**Request**. Rewrite the lines below as a numbered list, leaving out any blank lines.

— begin Records shown —

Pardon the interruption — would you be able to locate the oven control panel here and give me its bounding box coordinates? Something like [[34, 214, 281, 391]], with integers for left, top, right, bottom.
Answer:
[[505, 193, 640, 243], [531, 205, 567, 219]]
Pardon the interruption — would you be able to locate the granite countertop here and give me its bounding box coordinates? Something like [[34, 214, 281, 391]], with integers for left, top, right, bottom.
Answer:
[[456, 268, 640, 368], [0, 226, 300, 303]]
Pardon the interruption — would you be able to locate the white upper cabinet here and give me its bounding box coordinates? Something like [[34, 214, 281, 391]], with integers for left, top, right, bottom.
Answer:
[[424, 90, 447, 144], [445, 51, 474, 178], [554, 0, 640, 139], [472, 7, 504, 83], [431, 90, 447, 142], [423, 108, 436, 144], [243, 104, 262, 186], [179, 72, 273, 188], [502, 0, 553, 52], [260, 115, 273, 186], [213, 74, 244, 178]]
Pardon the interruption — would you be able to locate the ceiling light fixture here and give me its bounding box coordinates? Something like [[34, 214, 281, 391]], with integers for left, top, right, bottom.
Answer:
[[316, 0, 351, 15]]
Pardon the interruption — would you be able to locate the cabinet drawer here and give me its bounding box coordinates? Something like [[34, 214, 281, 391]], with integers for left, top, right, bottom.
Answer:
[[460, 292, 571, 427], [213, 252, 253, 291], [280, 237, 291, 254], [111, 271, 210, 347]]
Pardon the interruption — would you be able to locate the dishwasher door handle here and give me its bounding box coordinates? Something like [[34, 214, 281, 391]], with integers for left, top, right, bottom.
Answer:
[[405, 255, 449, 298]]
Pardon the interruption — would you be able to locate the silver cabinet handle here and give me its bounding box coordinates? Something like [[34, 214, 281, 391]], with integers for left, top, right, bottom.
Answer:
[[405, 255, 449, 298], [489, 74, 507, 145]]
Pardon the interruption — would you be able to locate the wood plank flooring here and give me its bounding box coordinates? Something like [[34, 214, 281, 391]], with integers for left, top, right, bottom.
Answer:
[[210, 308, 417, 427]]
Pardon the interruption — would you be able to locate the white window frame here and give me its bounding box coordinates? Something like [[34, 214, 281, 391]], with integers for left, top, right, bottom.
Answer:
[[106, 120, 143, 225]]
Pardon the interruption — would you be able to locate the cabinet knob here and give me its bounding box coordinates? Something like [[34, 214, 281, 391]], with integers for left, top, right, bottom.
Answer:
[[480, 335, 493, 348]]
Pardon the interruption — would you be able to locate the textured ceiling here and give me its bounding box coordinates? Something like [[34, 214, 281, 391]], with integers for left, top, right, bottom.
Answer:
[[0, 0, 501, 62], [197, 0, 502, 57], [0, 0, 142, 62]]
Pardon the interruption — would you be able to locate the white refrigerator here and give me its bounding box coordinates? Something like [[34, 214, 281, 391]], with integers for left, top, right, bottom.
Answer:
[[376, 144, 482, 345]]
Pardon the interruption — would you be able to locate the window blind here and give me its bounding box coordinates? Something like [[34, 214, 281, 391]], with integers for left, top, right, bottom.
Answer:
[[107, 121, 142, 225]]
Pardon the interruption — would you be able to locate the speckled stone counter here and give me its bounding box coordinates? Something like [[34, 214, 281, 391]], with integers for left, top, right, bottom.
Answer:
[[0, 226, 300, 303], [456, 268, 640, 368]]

— end Records shown —

**Written solution**.
1. Pardon the interruption — would you be able to locate the oven control panel here and give me its bounding box coordinates? Something like [[34, 214, 281, 391]], with integers for left, top, right, bottom.
2. Answer:
3. [[505, 193, 640, 243], [531, 205, 567, 219]]
4. Pardon the interruption — would you be able to locate the granite countertop here and give me its bounding box coordinates? Something like [[34, 214, 281, 391]], with integers for left, top, right, bottom.
5. Answer:
6. [[456, 268, 640, 368], [0, 226, 300, 303]]
7. Pardon the interruption — would you be able to locate the white upper cabinet here and give me its bounding box coordinates? Something like [[34, 214, 281, 391]], with integers for left, top, right, bottom.
8. Answer:
9. [[424, 90, 447, 144], [445, 51, 474, 178], [554, 0, 640, 139], [472, 7, 504, 83], [431, 90, 447, 142], [423, 108, 436, 144], [243, 104, 262, 186], [179, 72, 273, 188], [502, 0, 553, 52], [260, 115, 273, 186], [213, 74, 244, 178]]
10. Pardon the interruption — would you be able to locate the ceiling light fixture here and give me its bounding box coordinates? Something like [[34, 214, 281, 391]], with integers for left, top, right, bottom.
11. Answer:
12. [[316, 0, 351, 15]]
13. Pardon the interruption — would you be able to locate the cabinet drawer here and give me its bounding box coordinates? Something like [[34, 214, 281, 391]], with integers for left, top, right, bottom.
14. Answer:
15. [[460, 292, 571, 427], [213, 252, 253, 291], [280, 237, 291, 254], [111, 271, 210, 347]]
16. Pardon the interruption — would you be able to locate the dishwasher door handle here and give me its bounding box coordinates? Something like [[34, 214, 281, 391]], with integers for left, top, right, bottom.
17. Answer:
18. [[405, 255, 449, 298]]
19. Pardon the interruption — would you be able to locate the silver cabinet handle here and give me its bounding box coordinates? Something like [[34, 214, 281, 391]], with integers for left, top, right, bottom.
20. Answer:
21. [[405, 255, 449, 298], [489, 74, 507, 145]]
22. Pardon the interruption — would you be able to locate the wood plank flooring here and give me its bounding box coordinates? Something like [[34, 214, 281, 391]], with integers for left, top, right, bottom.
23. Answer:
24. [[210, 308, 417, 427]]
25. Pardon the interruption — would you be able to locate the white window frame here and give me its bounding box coordinates? Something like [[34, 214, 281, 391]], with integers for left, top, right, bottom.
26. Answer:
27. [[106, 120, 143, 225]]
28. Pardon the interruption — would you be able to locate the cabinet knob here and give me its bounding box coordinates? Something like [[34, 214, 281, 391]], with integers for left, top, right, bottom.
29. Answer:
30. [[480, 335, 493, 348]]
31. Pardon the interruption — would you be able to locate the textured ceiling here and give me its bounding box coordinates? Something like [[34, 214, 281, 391]], with integers for left, top, right, bottom.
32. Answer:
33. [[0, 0, 501, 62], [197, 0, 502, 57], [0, 0, 142, 62]]
34. Pardon the interruption — would you be able to locate the white refrigerator here and give me its bounding box coordinates? Something like [[34, 214, 281, 391]], with integers for left, top, right, bottom.
35. Answer:
36. [[376, 144, 482, 345]]
37. Pardon the interruption — would you be able to locate the window blind here and give me its bounding box coordinates? Something like [[34, 214, 281, 391]], with integers for left, top, right, bottom.
38. Answer:
39. [[107, 121, 142, 225]]
40. Pardon the interruption — would you be able to locate the speckled stone counter here and give me its bounding box coordinates? Something like [[34, 214, 281, 391]], with integers for left, top, right, bottom.
41. Answer:
42. [[0, 226, 300, 303], [456, 268, 640, 368]]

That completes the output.